# Dask - Batch Jobs

In this notebook, we'll learn how to use [Dask](https://dask.org) for Batch jobs using [``dask-mpi``](https://mpi.dask.org).

## Get AML Workspace

You can use the AML workspace to retrieve datastores and keyvaults for accessing data credentials securely.

In [2]:
from azureml.core import Workspace

ws = Workspace.from_config()
ws

If you run your code in unattended mode, i.e., where you can't give a user input, then we recommend to use ServicePrincipalAuthentication or MsiAuthentication.
Please refer to aka.ms/aml-notebook-auth for different authentication mechanisms in azureml-sdk.


Workspace.create(name='default', subscription_id='6560575d-fa06-4e7d-95fb-f962e74efd7a', resource_group='azureml-examples')

In [33]:
%%writefile environment.yml
name: dask-mpi-env
channels:
  - defaults
  - conda-forge
dependencies:
  - python=3.8
  - pip
  - pip:
    - azureml-core
    - azureml-mlflow
    - dask
    - distributed
    - adlfs
    - mpi4py
    - dask-mpi

Overwriting environment.yml


In [34]:
%%writefile dask-job.py
from dask_mpi import initialize
initialize()

from distributed import Client 

c = Client()
print(c)

....

## Exercise instructions
(1) In the Dask batch jobs notebook, which Python version does the environment file require?
(2) Extend the Dask batch jobs notebook from the point where it stops.

Raw records
....

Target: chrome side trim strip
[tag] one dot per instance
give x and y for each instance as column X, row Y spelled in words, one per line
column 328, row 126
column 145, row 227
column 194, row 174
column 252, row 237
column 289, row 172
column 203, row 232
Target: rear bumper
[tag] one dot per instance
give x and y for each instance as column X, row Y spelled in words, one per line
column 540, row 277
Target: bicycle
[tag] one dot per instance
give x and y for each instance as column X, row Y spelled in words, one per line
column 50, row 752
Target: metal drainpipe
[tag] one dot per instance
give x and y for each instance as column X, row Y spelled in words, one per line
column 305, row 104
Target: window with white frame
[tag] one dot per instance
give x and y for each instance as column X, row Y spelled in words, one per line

....

## Solved tasks
(1) Python 3.8.

(2)
Overwriting dask-job.py


In [31]:
from azureml.core import ScriptRunConfig, Experiment, Environment
from azureml.core.runconfig import MpiConfiguration


env = Environment.from_conda_specification("dask-mpi", "environment.yml")

mpi_config = MpiConfiguration(node_count=10)

src = ScriptRunConfig(source_directory=".", script="dask-job.py", compute_target="cpu-cluster", environment=env, distributed_job_config=mpi_config)

run = Experiment(ws, "dask-mpi-tutorial").submit(src)
run

Experiment,Id,Type,Status,Details Page,Docs Page
dask-mpi-tutorial,dask-mpi-tutorial_1607743357_78c685f0,azureml.scriptrun,Starting,Link to Azure Machine Learning studio,Link to Documentation


In [32]:
from azureml.widgets import RunDetails

RunDetails(run).show()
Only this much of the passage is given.